_Your instructions_
Filter the entries below down to the lines that hold "light".

_Provided data_
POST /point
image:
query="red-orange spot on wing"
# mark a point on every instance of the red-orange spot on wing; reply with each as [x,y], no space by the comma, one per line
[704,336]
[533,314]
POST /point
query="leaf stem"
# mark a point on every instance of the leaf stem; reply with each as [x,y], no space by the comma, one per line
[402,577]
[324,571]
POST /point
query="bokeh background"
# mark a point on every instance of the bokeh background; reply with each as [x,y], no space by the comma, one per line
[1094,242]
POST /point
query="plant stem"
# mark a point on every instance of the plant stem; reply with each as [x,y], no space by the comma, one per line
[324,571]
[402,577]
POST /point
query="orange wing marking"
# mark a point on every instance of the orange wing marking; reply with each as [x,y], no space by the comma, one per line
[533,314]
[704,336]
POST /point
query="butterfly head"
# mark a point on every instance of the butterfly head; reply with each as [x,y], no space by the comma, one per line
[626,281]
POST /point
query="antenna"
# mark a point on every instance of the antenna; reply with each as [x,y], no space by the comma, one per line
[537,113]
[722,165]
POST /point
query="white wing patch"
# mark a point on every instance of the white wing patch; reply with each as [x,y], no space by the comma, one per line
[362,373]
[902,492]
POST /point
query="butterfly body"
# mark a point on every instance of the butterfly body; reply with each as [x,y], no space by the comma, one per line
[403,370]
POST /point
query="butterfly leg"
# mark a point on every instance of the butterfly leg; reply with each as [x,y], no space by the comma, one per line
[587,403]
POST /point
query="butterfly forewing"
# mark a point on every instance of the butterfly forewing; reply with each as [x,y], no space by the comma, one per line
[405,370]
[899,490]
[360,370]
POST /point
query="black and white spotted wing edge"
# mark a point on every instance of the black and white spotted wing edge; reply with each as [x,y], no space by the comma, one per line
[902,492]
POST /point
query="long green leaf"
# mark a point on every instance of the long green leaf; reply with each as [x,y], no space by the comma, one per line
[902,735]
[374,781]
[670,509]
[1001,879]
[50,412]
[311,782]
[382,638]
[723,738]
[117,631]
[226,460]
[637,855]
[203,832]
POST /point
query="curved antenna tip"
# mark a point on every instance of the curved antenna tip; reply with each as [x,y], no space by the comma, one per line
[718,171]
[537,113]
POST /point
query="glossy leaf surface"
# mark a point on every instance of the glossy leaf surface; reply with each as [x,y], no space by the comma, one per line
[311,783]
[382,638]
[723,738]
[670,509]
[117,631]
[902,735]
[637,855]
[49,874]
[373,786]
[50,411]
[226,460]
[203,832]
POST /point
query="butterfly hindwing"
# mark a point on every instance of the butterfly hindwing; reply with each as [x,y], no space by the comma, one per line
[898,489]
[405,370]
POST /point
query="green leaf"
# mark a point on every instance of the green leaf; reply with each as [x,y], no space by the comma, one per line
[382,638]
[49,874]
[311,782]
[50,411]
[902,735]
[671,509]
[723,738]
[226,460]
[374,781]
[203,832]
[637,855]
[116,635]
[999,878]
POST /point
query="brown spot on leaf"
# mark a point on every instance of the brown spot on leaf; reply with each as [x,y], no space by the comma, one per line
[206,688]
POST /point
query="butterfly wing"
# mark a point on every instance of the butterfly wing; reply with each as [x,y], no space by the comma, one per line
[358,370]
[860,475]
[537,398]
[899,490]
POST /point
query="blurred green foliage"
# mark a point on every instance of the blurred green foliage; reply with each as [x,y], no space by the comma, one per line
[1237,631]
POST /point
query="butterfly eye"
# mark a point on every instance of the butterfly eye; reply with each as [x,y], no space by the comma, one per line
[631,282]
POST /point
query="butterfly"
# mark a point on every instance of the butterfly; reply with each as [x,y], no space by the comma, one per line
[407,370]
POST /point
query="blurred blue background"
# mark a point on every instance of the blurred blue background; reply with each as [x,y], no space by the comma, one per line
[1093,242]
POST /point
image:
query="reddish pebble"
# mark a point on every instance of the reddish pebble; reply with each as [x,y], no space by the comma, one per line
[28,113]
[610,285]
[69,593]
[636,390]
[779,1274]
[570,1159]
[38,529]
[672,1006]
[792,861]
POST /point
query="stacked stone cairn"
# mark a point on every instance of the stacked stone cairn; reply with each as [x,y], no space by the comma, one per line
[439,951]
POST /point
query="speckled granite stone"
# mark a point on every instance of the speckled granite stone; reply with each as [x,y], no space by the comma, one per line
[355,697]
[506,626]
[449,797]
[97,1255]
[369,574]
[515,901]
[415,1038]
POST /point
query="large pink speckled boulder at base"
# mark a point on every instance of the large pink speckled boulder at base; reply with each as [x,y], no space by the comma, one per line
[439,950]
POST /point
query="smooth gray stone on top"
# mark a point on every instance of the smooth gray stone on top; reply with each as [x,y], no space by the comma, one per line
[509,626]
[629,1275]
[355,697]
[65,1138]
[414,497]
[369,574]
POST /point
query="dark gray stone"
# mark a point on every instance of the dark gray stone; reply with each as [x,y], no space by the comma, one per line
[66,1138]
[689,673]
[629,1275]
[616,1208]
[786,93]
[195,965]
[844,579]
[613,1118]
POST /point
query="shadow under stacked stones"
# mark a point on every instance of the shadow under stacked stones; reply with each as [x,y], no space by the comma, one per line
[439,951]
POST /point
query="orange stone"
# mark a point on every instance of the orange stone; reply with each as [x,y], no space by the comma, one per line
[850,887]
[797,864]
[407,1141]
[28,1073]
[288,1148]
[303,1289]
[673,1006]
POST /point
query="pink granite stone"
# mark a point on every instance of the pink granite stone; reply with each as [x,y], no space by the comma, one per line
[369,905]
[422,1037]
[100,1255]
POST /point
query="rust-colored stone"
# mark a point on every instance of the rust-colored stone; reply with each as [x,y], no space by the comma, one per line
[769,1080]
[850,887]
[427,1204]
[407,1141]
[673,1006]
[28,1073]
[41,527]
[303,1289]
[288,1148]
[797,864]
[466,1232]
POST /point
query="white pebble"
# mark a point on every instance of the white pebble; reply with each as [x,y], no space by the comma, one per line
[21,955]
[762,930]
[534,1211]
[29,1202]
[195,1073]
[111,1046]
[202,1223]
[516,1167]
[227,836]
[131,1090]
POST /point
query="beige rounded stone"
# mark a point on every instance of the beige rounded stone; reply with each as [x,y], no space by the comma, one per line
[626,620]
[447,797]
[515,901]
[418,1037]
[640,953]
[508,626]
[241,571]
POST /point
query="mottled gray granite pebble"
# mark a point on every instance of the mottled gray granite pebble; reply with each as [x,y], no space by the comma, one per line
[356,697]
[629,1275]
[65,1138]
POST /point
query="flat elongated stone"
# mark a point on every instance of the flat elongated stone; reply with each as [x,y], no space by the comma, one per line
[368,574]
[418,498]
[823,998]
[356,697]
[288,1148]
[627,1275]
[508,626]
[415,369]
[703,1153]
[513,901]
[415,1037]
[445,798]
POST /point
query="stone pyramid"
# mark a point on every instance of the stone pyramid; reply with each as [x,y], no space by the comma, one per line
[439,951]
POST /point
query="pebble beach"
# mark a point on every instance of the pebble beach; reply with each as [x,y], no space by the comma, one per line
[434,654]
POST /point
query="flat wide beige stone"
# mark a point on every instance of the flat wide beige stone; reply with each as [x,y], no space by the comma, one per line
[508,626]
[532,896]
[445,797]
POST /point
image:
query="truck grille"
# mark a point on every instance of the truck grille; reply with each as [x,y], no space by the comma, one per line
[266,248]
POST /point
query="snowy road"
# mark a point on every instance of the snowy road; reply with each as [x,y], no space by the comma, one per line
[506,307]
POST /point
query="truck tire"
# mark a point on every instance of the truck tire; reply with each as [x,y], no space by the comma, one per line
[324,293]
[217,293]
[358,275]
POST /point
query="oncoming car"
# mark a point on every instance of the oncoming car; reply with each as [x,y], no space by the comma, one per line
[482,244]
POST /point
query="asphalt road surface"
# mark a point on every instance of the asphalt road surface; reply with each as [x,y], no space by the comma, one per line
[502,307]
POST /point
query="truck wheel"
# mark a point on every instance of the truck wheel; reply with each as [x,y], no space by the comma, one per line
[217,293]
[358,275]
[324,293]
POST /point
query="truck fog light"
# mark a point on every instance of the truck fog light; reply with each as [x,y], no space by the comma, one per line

_Answer to this task_
query="truck fog light"
# mark a point on every instance of the truck fog light; reply with each as [x,y], no space by the comma, one per line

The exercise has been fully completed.